Aim: Copy the records below word for word, leaving out the pictures.

Extracted material:
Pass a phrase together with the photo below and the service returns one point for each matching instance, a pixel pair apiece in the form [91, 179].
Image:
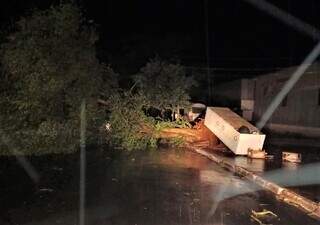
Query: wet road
[158, 187]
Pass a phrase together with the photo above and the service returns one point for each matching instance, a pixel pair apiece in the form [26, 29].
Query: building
[299, 112]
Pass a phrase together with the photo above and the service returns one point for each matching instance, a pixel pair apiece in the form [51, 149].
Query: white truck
[235, 132]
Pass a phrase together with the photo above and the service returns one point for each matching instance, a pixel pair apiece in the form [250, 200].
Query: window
[284, 101]
[319, 97]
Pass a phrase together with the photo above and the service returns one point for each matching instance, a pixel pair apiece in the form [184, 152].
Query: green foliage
[50, 65]
[165, 85]
[130, 127]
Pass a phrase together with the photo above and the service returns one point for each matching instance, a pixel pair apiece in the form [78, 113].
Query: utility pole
[207, 34]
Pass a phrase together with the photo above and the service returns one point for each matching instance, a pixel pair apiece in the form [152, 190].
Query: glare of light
[286, 18]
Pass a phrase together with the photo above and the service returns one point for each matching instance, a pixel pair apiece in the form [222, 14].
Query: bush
[50, 66]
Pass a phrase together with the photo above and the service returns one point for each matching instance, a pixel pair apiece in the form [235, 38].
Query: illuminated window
[284, 101]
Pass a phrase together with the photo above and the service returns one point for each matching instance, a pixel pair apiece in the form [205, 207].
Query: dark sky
[240, 36]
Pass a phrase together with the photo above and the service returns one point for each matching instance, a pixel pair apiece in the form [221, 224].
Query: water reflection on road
[158, 187]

Correct answer:
Pass a phrase together with the photo below and the service returns one point for each matching instance, a pixel pair apiece in the form [91, 179].
Image:
Query: wet road
[158, 187]
Pass a phrase together with the photo above and the service returns one point for each matching instance, a pixel pair apiece in the form [26, 29].
Query: building
[299, 112]
Pass a phrase together with the photo above and the service returns one point for each matching instance, a pixel pair apiece in the form [51, 149].
Query: white truck
[235, 132]
Pass a phrase together with the photo above and the service returns one point for each matching instance, a pixel pair apiece in the form [250, 200].
Query: window
[284, 101]
[319, 97]
Pass a phrase together with the photo above and the service returns one point for each matching instance, a pixel pair apiece in the form [184, 152].
Query: green foliage
[50, 65]
[165, 85]
[130, 127]
Pass a phrase together with the photo above and the service returns one point for each matching instance, a pixel pair apiece in the form [78, 113].
Query: utility pole
[207, 34]
Pass a phrase together with the photo above and the service returns one point for each matching instance, a pixel pair apiece in the form [152, 190].
Query: glare of light
[286, 18]
Pass a phrase together with the photo above and the service returns one point for each matching instance, a pixel pair apiece in the form [222, 14].
Query: bush
[50, 66]
Pass a phrase together with the photo above and the service returns one point for each matching instance, a pixel pair apiece in the form [235, 38].
Query: illuminated window
[284, 101]
Pass a phrase together with the photo above and the service returns one point for each matching instance, a pixel pair apiece in the form [205, 207].
Query: dark sky
[240, 36]
Pass a phrase together with the photo above and the service returns one point for each matching instance, a pixel pair apiece in the form [221, 224].
Query: water reflection on road
[158, 187]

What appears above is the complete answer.